Show every line in the entries below that contains the word "lumber", copying each such line in full.

(Dataset rows)
────────

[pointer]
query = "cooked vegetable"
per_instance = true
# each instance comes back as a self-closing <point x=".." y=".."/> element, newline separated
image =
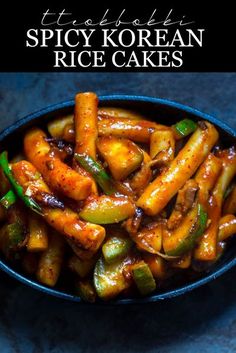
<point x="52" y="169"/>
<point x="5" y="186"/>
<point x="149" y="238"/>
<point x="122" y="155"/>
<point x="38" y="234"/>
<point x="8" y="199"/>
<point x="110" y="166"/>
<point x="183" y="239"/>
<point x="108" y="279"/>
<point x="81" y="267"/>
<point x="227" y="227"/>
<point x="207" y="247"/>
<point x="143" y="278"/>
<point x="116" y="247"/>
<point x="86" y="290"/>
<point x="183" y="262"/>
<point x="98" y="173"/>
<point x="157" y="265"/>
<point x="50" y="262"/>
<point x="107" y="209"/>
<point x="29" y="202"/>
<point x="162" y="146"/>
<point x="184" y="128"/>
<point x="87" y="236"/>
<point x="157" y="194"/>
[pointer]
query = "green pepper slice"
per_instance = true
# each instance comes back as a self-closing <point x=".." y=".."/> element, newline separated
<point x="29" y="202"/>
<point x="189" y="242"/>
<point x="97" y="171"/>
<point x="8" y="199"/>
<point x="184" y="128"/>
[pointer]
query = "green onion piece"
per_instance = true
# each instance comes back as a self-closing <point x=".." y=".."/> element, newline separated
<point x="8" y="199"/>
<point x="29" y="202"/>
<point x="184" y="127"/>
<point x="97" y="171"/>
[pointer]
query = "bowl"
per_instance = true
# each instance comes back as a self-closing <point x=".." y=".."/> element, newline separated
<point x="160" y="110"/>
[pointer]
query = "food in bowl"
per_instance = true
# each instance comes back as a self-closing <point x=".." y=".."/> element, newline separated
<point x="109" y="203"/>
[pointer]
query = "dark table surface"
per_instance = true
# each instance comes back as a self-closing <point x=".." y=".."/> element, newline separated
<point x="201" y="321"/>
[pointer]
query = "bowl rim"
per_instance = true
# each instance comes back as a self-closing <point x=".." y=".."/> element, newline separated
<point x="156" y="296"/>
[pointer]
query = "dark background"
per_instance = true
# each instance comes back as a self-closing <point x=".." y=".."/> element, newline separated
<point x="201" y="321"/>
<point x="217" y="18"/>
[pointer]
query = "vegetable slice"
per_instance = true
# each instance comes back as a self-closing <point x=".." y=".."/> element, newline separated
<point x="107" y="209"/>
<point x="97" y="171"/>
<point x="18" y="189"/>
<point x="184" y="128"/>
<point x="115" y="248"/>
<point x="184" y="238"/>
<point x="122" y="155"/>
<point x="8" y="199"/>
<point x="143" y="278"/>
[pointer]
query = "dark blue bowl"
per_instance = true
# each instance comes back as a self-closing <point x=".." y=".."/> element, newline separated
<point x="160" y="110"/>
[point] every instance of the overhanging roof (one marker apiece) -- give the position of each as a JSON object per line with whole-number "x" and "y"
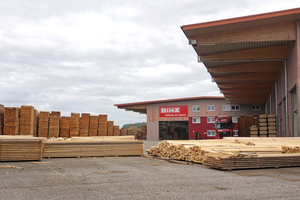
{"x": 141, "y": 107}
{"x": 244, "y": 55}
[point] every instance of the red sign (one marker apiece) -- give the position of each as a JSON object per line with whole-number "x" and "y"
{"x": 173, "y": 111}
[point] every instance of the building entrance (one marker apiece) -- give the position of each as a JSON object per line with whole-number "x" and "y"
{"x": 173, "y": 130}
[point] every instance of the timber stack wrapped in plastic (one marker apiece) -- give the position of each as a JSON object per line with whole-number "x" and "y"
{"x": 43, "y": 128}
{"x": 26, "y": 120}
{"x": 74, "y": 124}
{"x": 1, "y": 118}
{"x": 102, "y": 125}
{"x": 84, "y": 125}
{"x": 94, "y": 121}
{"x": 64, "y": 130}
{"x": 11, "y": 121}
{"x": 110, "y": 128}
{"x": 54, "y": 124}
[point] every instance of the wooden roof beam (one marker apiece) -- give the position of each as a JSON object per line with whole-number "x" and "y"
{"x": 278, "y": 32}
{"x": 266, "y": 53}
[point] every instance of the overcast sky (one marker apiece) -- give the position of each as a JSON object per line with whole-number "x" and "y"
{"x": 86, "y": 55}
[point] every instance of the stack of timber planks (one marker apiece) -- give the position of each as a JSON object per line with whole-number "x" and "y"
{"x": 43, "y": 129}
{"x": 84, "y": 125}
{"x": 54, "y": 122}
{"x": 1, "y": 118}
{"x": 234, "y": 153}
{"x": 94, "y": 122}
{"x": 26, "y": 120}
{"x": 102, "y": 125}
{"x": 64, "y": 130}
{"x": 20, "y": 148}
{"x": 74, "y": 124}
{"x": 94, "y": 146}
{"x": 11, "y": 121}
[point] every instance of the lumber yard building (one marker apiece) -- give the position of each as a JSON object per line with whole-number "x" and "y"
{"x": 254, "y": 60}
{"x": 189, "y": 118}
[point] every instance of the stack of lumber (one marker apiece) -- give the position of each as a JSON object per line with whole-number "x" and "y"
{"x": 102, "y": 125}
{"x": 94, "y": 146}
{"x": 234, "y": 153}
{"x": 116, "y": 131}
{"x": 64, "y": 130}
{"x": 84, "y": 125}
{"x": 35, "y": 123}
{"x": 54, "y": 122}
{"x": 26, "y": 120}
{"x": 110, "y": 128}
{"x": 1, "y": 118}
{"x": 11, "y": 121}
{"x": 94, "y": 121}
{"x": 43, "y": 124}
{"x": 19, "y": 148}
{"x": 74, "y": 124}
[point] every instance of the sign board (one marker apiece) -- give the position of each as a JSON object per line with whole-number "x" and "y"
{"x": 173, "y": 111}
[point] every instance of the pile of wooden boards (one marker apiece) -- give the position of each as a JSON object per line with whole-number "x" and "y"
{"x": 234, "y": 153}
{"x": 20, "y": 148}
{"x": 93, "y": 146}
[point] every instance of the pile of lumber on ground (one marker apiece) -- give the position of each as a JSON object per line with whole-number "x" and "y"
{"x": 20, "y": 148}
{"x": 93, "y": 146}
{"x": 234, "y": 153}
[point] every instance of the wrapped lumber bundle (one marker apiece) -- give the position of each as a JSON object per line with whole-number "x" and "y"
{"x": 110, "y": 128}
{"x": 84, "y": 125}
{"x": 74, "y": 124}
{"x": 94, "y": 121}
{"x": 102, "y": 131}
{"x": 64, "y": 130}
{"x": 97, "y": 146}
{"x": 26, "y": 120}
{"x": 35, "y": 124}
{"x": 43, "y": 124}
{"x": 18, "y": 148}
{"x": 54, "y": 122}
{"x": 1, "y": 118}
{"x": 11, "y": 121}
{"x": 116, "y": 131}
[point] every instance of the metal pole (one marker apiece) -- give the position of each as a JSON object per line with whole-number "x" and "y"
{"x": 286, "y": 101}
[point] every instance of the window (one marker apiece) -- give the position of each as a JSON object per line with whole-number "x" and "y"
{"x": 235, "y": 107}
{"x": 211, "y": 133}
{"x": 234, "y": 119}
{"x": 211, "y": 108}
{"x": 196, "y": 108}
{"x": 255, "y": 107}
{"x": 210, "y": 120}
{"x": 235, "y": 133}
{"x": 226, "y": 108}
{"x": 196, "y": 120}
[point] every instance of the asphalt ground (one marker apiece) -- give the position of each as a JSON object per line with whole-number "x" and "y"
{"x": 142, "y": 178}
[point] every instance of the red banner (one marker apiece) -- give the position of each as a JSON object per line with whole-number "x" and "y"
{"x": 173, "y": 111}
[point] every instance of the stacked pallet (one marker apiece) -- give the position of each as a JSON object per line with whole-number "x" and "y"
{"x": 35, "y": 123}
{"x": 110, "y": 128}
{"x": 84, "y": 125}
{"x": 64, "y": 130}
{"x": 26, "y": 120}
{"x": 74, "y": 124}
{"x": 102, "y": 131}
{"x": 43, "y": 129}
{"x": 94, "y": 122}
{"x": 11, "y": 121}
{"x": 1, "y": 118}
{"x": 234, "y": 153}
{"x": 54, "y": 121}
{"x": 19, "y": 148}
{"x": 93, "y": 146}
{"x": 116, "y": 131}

────────

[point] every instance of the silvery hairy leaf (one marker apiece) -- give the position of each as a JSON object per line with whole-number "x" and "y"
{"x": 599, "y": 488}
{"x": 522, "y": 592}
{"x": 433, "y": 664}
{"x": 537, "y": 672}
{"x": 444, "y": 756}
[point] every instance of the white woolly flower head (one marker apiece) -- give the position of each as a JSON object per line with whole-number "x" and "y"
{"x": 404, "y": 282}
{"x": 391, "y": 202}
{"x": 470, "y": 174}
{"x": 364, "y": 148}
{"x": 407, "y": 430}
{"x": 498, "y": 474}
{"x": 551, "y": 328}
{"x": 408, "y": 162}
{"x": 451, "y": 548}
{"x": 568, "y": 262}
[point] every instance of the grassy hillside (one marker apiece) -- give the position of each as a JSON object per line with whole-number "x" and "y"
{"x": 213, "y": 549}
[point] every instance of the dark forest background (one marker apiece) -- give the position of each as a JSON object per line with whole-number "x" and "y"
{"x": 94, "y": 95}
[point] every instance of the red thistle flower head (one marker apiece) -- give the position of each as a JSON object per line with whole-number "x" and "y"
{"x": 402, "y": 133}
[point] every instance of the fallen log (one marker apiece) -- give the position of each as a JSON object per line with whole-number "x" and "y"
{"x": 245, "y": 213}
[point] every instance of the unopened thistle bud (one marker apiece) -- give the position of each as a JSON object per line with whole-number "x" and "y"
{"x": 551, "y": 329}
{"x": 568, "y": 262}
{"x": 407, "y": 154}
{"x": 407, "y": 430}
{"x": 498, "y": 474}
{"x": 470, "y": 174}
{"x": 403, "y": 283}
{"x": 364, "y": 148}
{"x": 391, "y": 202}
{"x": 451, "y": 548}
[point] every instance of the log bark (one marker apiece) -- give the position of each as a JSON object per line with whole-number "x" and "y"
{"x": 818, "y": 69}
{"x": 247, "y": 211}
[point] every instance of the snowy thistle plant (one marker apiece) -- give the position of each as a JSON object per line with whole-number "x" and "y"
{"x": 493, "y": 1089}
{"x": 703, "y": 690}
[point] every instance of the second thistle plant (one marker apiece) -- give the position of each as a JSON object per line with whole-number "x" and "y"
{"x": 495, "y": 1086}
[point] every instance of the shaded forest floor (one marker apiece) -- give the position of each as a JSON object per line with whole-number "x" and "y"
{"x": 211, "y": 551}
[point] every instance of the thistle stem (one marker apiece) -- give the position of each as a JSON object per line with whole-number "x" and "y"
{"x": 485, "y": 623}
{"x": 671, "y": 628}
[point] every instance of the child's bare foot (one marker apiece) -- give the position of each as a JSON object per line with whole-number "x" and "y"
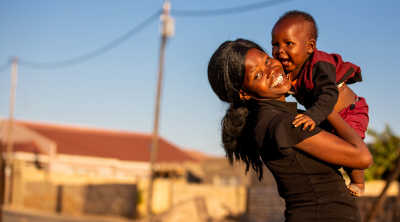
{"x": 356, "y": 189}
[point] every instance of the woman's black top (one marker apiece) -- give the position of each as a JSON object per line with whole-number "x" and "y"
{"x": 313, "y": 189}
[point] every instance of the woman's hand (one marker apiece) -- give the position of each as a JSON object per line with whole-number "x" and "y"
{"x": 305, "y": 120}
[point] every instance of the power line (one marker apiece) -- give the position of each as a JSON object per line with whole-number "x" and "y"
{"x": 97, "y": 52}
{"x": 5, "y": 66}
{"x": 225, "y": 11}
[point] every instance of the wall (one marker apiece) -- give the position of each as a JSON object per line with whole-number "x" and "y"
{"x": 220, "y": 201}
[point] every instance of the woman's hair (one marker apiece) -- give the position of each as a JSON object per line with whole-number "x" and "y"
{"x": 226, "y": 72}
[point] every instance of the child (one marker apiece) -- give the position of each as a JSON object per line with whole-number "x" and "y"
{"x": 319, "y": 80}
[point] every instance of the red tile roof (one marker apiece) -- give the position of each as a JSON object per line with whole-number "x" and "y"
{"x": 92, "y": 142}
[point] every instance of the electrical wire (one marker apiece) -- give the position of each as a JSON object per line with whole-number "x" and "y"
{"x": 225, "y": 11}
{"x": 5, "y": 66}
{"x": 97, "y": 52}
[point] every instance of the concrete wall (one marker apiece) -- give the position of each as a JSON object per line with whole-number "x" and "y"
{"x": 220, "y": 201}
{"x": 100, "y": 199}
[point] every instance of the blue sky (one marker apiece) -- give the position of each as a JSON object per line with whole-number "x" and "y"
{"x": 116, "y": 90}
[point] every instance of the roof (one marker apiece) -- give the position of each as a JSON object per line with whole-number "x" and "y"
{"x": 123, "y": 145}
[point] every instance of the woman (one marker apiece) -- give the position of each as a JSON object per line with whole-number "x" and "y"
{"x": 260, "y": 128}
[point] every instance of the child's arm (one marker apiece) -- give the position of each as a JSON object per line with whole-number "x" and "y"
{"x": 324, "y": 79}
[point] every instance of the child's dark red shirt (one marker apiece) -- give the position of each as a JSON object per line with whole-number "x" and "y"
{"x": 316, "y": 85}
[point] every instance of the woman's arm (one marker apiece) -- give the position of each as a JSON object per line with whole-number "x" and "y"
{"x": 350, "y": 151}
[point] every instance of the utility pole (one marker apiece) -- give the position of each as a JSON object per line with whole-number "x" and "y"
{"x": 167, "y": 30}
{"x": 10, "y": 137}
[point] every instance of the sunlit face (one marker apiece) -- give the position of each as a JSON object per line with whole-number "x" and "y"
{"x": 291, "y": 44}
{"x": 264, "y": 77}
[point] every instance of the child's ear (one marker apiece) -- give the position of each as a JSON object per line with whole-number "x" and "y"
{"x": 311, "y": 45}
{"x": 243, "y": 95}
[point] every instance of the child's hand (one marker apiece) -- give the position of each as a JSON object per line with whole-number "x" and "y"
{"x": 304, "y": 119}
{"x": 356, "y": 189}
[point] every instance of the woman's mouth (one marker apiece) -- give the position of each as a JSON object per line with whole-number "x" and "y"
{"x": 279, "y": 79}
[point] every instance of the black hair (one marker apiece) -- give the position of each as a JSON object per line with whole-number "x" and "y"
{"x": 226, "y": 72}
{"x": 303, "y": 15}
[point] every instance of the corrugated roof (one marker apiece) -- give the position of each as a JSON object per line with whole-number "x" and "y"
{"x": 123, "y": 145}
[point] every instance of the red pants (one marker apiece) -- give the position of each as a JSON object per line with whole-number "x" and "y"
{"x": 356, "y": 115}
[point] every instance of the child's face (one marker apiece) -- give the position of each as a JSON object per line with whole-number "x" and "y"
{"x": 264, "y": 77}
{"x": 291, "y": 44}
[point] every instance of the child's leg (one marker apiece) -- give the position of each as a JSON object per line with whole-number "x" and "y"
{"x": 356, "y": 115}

────────

**SOLUTION**.
[point] every instance of the lumber yard building (one marker apiece) -- give the position of each as a JSON object per line with whole-number "x" and "y"
[point] every instance of the stack of lumber (one marker apiece) -- give the position of each as a JSON object per line with whole-number "x" and "y"
[point] every instance of the pile of lumber on ground (one marker apiece) -- give the position of each as a JSON object per line with whole-number "x" and "y"
[point] every instance of the wrapped lumber bundle (one marker apiece) -- give the position of each as a JSON object per line with whole-number "x" and "y"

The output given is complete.